QUOTED PASSAGE:
=-=-=-=-=

The British regulars took up a position about one-quarter of a mile northeast of the fort on commanding ground. A large contingent of Indians and Tories were about double that distance from the fort, southwest of it near the west bank of the Mohawk River.
Other outfits of Tories and Indians cordoned off the balance of the siege line. Because St. Leger did not have enough men to seal every avenue of escape tightly and still detach enough men to cut a 16-mile supply track, his siege line was not tightly drawn.
Sharpshooters picked off curious defenders while St. Leger’s remaining troops manned the lines and cut his supply trail. On August 5, St. Leger learned that rebel reinforcements were just 10 miles to the east.
He dispatched Joseph Brant and 400 Indians (and a few white troops) to attack the marching Americans.
It was a major gamble because the besiegers were already thinly deployed. When dawn rose on August 6, General Herkimer was looking for a Patriot detachment from Fort Stanwix to act as a guide for his American relief column. He was not aware that sympathetic informers had already warned the British of his approach.
Six miles from the fort at Oriskany, St. Leger’s men arranged an ambush with the British and Tories aligned to strike the front of Herkimer’s command, and the Indians arrayed to attack its flanks and rear.
Herkimer’s men were stretched out in a column about one mile long and did not detect the ambush in time to avoid it or take proper defensive action.
Exactly how the battle unfolded and how long it lasted will never be known. After the initial surprise attack (about 10:00 a.m.), the Americans probably formed a defensive perimeter and fought off attacks for the first hour of the action.
Herkimer was badly wounded in the leg early in the fight but is said to have sat on the saddle removed from his dead horse, smoking his pipe and directing his men to fight on.

=-=-=-=-=

INFORMATION SHOWN:

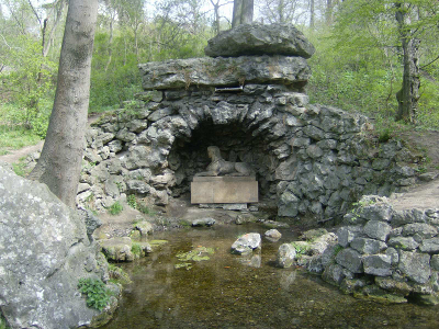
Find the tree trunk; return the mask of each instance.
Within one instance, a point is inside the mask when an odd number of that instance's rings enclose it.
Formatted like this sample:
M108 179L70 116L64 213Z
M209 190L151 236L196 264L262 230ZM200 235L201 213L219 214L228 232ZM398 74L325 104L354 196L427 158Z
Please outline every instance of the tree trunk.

=-=-=-=-=

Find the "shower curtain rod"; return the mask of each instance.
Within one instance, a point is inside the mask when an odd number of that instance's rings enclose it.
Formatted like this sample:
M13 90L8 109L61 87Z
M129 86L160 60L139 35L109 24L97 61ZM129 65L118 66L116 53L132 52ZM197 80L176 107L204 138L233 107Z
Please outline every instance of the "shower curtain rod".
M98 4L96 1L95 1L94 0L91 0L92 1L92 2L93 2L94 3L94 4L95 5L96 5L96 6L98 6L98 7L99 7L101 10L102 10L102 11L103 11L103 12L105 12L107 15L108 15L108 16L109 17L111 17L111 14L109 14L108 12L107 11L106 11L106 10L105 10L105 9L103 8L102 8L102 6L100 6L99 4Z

=-=-=-=-=

Answer these questions about the Fort Stanwix passage above.
1. How far from the fort, and in which direction, did the British regulars take up their position?
2. How many Indians did St. Leger send with Joseph Brant to attack the marching Americans?
3. About how long was the column of Herkimer's men?

RESULT:
1. About one-quarter of a mile northeast of the fort.
2. 400.
3. About one mile long.